TASK BRIEF
Reproduce all of the data that follows, character for character.

DATA SHOWN
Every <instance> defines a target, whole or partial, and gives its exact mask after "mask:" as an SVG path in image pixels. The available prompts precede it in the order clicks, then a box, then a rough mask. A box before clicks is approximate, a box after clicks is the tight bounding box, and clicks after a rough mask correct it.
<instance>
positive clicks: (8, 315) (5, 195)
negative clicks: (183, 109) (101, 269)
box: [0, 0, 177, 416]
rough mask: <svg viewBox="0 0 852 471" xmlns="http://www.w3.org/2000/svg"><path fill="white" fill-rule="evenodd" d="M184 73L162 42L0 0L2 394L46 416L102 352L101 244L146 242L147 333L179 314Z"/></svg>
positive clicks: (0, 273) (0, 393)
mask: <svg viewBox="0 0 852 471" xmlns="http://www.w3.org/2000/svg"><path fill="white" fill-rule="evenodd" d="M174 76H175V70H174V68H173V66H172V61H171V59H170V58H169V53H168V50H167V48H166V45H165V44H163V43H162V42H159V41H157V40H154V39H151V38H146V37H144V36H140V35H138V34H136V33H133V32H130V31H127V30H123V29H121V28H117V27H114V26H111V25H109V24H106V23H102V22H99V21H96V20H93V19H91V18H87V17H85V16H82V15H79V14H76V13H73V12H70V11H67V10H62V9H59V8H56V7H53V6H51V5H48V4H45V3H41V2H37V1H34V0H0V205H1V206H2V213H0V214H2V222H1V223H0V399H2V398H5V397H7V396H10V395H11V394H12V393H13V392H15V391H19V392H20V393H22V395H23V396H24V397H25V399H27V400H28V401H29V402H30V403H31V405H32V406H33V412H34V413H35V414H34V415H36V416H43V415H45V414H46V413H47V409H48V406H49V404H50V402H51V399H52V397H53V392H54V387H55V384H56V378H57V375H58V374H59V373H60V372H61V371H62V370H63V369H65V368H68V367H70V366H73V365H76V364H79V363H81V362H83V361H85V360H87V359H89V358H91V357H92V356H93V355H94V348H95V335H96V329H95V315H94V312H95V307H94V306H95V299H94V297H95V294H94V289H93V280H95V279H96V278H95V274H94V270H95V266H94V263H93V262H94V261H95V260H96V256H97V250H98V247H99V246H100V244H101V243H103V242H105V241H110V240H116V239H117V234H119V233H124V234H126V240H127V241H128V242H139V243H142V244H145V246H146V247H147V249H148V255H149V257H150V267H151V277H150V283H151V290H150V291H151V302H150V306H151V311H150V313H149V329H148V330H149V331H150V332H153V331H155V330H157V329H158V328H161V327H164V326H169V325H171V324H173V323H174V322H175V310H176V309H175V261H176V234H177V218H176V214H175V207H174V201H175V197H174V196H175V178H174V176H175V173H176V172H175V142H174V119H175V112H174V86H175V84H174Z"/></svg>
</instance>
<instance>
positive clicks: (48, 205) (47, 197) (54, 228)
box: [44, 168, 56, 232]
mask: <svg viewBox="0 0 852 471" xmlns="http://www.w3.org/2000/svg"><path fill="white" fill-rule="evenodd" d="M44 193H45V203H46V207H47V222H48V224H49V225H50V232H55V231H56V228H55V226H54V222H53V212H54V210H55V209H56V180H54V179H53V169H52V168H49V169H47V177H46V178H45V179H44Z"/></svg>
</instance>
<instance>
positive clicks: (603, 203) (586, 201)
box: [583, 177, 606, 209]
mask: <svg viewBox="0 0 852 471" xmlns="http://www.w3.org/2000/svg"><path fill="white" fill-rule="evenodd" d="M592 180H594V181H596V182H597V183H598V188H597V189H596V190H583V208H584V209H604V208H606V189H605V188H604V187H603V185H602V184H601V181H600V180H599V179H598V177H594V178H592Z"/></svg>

RESULT FOR THIS TASK
Every <instance> defines a target, whole or partial, and gives its exact mask after "mask:" as an SVG path in image pixels. The available prompts precede it in the order clicks, then a box, then a rough mask. A box before clicks is approximate, a box after clicks is the tight bounding box, and clicks after a rough mask correct it.
<instance>
positive clicks: (8, 315) (5, 195)
negative clicks: (183, 109) (101, 269)
box: [0, 0, 177, 416]
rough mask: <svg viewBox="0 0 852 471" xmlns="http://www.w3.org/2000/svg"><path fill="white" fill-rule="evenodd" d="M184 73L162 42L0 0L2 394L46 416L102 352L101 244L146 242L147 333L179 314Z"/></svg>
positive clicks: (0, 273) (0, 393)
mask: <svg viewBox="0 0 852 471" xmlns="http://www.w3.org/2000/svg"><path fill="white" fill-rule="evenodd" d="M174 76H175V70H174V68H173V66H172V61H171V59H170V58H169V53H168V50H167V48H166V45H165V44H163V43H162V42H159V41H157V40H154V39H151V38H146V37H144V36H140V35H138V34H136V33H133V32H130V31H127V30H123V29H121V28H117V27H114V26H111V25H109V24H106V23H102V22H99V21H96V20H93V19H91V18H87V17H85V16H82V15H79V14H76V13H73V12H70V11H67V10H62V9H59V8H56V7H53V6H51V5H48V4H45V3H41V2H37V1H34V0H0V205H1V206H2V213H0V214H2V222H1V223H0V399H2V398H5V397H7V396H10V395H11V394H12V393H13V392H15V391H19V392H20V393H22V395H23V396H24V397H25V399H27V400H28V401H29V402H30V403H31V405H32V406H33V412H34V413H35V414H34V415H36V416H43V415H45V414H46V413H47V409H48V406H49V404H50V402H51V399H52V397H53V392H54V387H55V384H56V378H57V375H58V374H59V373H60V372H61V371H62V370H63V369H65V368H68V367H70V366H73V365H76V364H79V363H81V362H83V361H85V360H87V359H89V358H91V357H92V356H93V355H94V348H95V335H96V329H95V315H94V312H95V307H94V306H95V299H94V297H95V294H94V289H93V280H95V279H96V278H95V274H94V270H95V266H94V263H93V262H94V261H95V260H96V256H97V250H98V247H99V246H100V244H101V243H103V242H105V241H110V240H116V239H117V234H119V233H124V234H126V240H127V241H128V242H139V243H142V244H145V246H146V247H147V249H148V255H149V257H150V267H151V277H150V283H151V290H150V291H151V302H150V306H151V311H150V313H149V329H148V330H149V331H150V332H153V331H155V330H157V329H158V328H161V327H164V326H169V325H171V324H173V323H174V322H175V310H176V309H175V261H176V234H177V218H176V214H175V207H174V201H175V197H174V196H175V178H174V176H175V173H176V172H175V142H174V119H175V112H174V86H175V84H174Z"/></svg>
</instance>
<instance>
positive clicks: (48, 205) (47, 197) (54, 228)
box: [44, 168, 56, 232]
mask: <svg viewBox="0 0 852 471" xmlns="http://www.w3.org/2000/svg"><path fill="white" fill-rule="evenodd" d="M44 193H45V203H46V207H47V222H48V224H49V225H50V232H55V231H56V228H55V226H54V222H53V212H54V210H55V209H56V180H54V179H53V169H52V168H49V169H47V177H46V178H45V179H44Z"/></svg>
</instance>
<instance>
positive clicks: (603, 203) (586, 201)
box: [583, 177, 606, 209]
mask: <svg viewBox="0 0 852 471" xmlns="http://www.w3.org/2000/svg"><path fill="white" fill-rule="evenodd" d="M592 180H594V181H596V182H597V183H598V188H597V189H596V190H583V208H584V209H604V208H606V189H605V188H604V187H603V185H602V184H601V181H600V180H599V179H598V177H594V178H592Z"/></svg>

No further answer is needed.